Copy out the entries below in full and exactly.

__________

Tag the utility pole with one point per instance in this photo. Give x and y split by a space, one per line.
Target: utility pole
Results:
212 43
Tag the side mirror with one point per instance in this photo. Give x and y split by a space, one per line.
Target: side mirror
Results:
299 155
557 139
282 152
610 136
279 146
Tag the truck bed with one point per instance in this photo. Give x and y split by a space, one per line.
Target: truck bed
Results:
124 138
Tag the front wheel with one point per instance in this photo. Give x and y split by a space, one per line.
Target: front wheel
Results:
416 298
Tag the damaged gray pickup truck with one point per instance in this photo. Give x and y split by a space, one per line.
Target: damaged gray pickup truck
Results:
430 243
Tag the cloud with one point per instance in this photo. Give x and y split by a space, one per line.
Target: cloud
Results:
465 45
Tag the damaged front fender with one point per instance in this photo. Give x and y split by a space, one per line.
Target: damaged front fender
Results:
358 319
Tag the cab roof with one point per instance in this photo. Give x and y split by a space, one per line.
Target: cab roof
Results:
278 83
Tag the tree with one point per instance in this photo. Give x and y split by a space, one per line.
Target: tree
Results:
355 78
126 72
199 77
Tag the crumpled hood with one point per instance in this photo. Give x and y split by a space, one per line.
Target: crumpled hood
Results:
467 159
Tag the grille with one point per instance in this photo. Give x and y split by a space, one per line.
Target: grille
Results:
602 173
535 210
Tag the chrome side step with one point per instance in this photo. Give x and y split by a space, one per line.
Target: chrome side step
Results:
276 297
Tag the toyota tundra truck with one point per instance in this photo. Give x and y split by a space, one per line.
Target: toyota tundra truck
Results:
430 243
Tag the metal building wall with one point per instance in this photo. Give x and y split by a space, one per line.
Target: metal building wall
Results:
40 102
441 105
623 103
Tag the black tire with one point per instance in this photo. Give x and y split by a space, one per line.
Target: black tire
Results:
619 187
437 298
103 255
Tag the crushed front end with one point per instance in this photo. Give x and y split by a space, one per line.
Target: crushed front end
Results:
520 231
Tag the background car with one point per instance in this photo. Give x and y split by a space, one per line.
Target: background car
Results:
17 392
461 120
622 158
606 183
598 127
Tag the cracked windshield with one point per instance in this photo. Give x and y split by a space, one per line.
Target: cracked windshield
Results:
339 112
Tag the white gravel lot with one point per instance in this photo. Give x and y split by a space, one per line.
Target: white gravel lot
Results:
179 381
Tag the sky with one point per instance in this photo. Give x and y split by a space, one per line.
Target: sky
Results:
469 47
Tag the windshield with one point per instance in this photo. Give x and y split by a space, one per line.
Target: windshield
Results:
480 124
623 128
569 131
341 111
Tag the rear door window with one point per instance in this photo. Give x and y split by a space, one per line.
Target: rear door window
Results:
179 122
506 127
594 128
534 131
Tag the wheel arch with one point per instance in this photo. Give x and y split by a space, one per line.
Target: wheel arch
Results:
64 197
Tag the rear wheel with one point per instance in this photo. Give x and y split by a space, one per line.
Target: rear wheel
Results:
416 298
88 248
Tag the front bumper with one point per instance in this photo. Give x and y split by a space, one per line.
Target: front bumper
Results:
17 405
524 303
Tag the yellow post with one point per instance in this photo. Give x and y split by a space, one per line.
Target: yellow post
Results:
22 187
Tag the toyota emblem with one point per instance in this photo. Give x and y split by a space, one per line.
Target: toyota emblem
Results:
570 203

__________

*TASK RESULT:*
Tag the utility pole with one point per instance in this photo. Give x and y split by a space, one per line.
Target: utility pole
Results:
212 43
Tag the side mirror with one point per instance in this photo. Give x and y split by a space, one per line.
Target: side mirror
Results:
299 155
557 139
282 152
610 136
279 146
Tag the truck bed with one point per instance in this photo. Give x and y split by a space, one per line.
Target: truck bed
Results:
124 138
Tag the front wheel with one point per instance in this photo. Give x and y split by a space, one per line.
Target: front wheel
Results:
416 298
Tag the damaged gray pickup truck with one point per instance in this photo. Give x and y split by a space, one per line.
Target: damaged gray pickup truck
Results:
430 243
Tag the cloud with one point per instance in this photo. Give x and y split by a space, one per line.
Target: cloud
Results:
465 45
Tag the damaged front fender with one point per instance in this photo. Give x and y split by a space, one per line.
Target: damaged front fender
Results:
358 319
Tag the cab roof with one point per instance in this photo. Give x and y split by a space, one per line.
Target: cab roof
Results:
278 83
Tag the tree with one point per instance in this photo. Give x and y split by a space, one per line.
Target: tree
Results:
355 78
126 72
199 77
Tag the crumpled hood with one point per instance in this photo. Give x and y split by a space, one per line.
Target: crumpled hood
Results:
467 159
Tag the grille with one point per instance in this photo. Give x and y split by a space, one per line.
Target: grille
Results:
602 173
535 210
Tag the chrome side step with one point per instance in this photo. Give x and y split by a space, one per line.
Target: chrome side step
Results:
276 297
Tag the toyota tundra truck with one point per instance in this photo. Give x and y split by a space, one per line.
Target: toyota tundra truck
Results:
430 243
Tag the metal building wall with one point per instance in this photo. Give x and y split by a space, one per line.
Target: metal building wall
Results:
40 102
441 105
623 103
Tag the black tire with one point per instance in this photo. Give x and y split by a space, one per line.
Target: black tire
Results:
619 187
437 298
103 255
Tag the crushed front end with one point per instance in this photo. Give x and y split by a space, one per line.
Target: crushed front end
Results:
520 231
Tag the background car with one point per instance in this photo. Give x and y split by a space, one per line.
Target: background car
Results:
17 392
461 120
622 158
606 183
598 127
Tag the cracked windshield with one point per instance in this photo. Give x and y split by a space, one per line.
Target: cracked windshield
Results:
339 112
Tag the white gravel lot with one point per instance in this photo. Give x and y split by a space, one per line.
Target: white gravel lot
Results:
179 381
Tag the sky with one point per instance in this photo. Give x and y split by a space, one per line.
Target: sky
Results:
469 47
Tag the windshield with one point per instance in this photo. Give x and y split by a space, one per line.
Target: windshield
Results:
480 124
623 128
569 131
341 111
Tag the rear door window with one point per instance in this photo. Give x and y split by a space, one per line.
Target: rear door window
Results:
179 122
506 127
594 128
534 131
Tag the wheel arch with one point per instance in this photo. Give x and y split by a space, one per line.
Target: wheel arch
Results:
64 197
Tag the rear wheel with one point per instance in this photo. Give x and y split by a space, one per line.
Target: rear wheel
Results:
416 298
88 248
Tag the front bumper with one point per instance in this photo. Give x and y split by a space, one per line.
Target: front bumper
Results:
17 405
524 303
Tag the yellow post with one point per instance in this photo. Give x and y split by a space, one per line.
Target: yellow post
Results:
22 187
Tag the toyota emblem with one point per instance in this photo. Give x and y split by a space, one per line.
Target: toyota emblem
Results:
570 203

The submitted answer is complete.